--- RECORDS FOR PROCESSING ---

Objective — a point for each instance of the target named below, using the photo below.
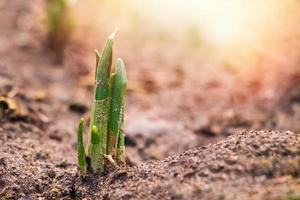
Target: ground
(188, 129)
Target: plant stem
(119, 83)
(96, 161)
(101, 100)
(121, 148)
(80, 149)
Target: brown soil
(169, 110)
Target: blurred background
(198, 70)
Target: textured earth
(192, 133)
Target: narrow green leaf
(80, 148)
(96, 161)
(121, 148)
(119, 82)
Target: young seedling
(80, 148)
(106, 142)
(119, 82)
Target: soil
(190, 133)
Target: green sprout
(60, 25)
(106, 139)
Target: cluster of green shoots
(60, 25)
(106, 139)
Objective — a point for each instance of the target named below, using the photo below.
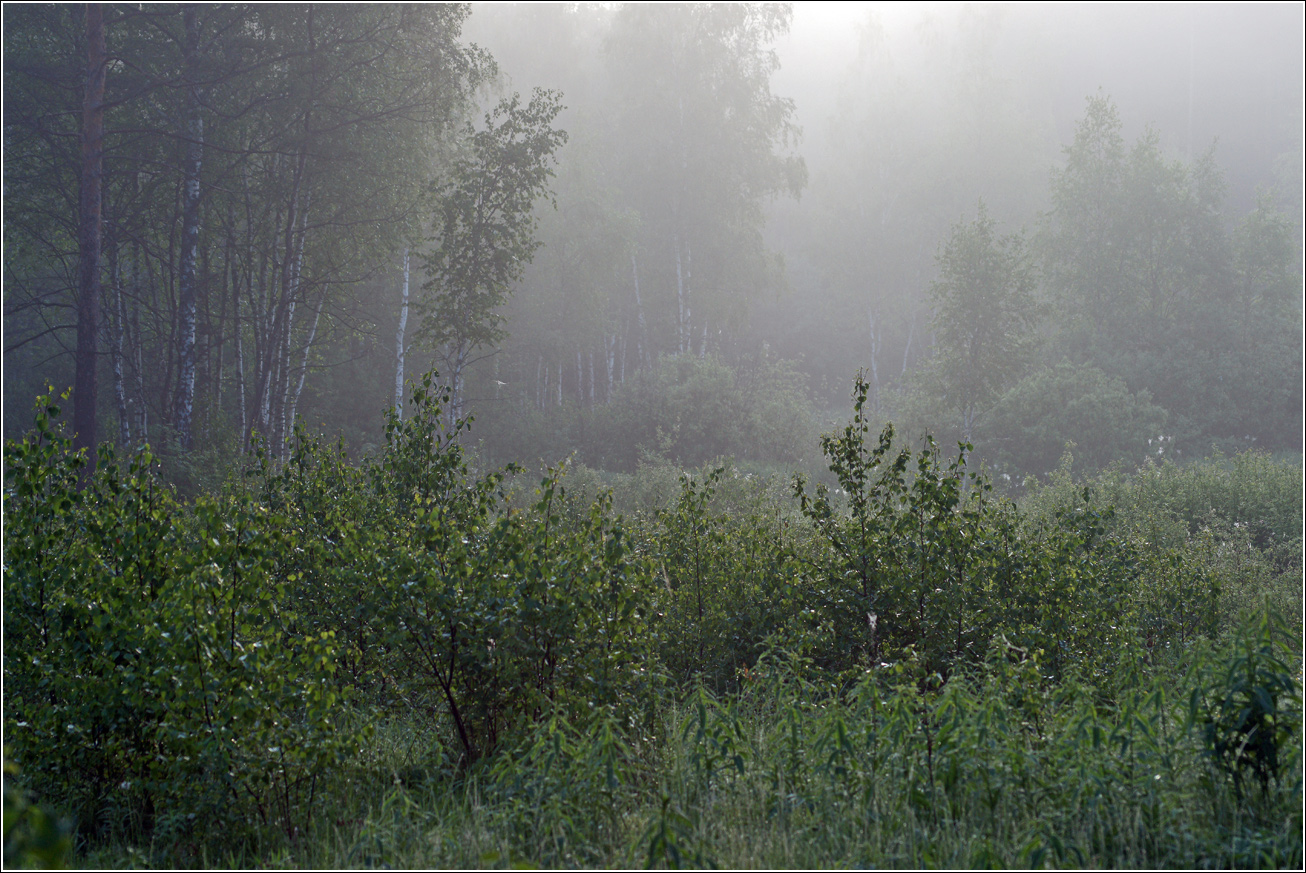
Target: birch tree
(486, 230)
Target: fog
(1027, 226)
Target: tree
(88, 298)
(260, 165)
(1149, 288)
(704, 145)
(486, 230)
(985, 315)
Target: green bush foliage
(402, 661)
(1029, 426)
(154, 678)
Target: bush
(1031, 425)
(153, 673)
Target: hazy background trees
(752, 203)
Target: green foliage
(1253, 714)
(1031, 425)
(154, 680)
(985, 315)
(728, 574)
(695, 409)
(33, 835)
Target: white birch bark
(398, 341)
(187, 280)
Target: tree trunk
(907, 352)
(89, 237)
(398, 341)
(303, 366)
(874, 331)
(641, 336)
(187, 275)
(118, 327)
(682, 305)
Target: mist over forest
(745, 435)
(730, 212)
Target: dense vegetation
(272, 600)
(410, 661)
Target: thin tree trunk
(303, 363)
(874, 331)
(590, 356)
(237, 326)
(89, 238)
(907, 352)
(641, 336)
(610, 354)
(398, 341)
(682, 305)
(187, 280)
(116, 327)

---

REQUIRED TASK
Reproduce every line of the records above word for word, but omit the pictures.

ANSWER FOR THE TASK
Objective — a point for each instance of the target named below, using the photo below.
Target: ground
(188, 129)
Target: plant stem
(119, 83)
(96, 161)
(101, 100)
(121, 148)
(80, 149)
Target: brown soil
(169, 110)
Target: blurred background
(198, 70)
Target: textured earth
(192, 133)
Target: narrow green leaf
(80, 148)
(96, 161)
(121, 148)
(119, 82)
Target: young seedling
(80, 148)
(106, 142)
(119, 82)
Target: soil
(190, 133)
Target: green sprout
(60, 25)
(106, 139)
Target: cluster of green shoots
(60, 25)
(106, 139)
Objective — a point for each instance of the target named below, using the photo below.
Target: birch tree
(486, 230)
Target: fog
(1027, 226)
Target: tree
(88, 298)
(260, 165)
(1149, 288)
(704, 145)
(486, 230)
(985, 315)
Target: green bush foliage
(402, 661)
(1029, 426)
(154, 678)
Target: bush
(1031, 425)
(153, 673)
Target: hazy background trees
(752, 203)
Target: green foliage
(1253, 714)
(1031, 425)
(154, 680)
(985, 315)
(728, 574)
(695, 409)
(33, 835)
Target: white birch bark
(398, 341)
(187, 280)
Target: tree trunk
(907, 352)
(89, 237)
(398, 341)
(303, 366)
(874, 331)
(641, 336)
(187, 275)
(118, 327)
(682, 305)
Target: mist over forest
(745, 435)
(730, 212)
Target: dense vegetation
(272, 600)
(410, 661)
Target: thin tree trunk
(303, 363)
(874, 331)
(590, 356)
(237, 326)
(89, 238)
(907, 352)
(641, 336)
(610, 354)
(398, 341)
(682, 305)
(187, 280)
(116, 327)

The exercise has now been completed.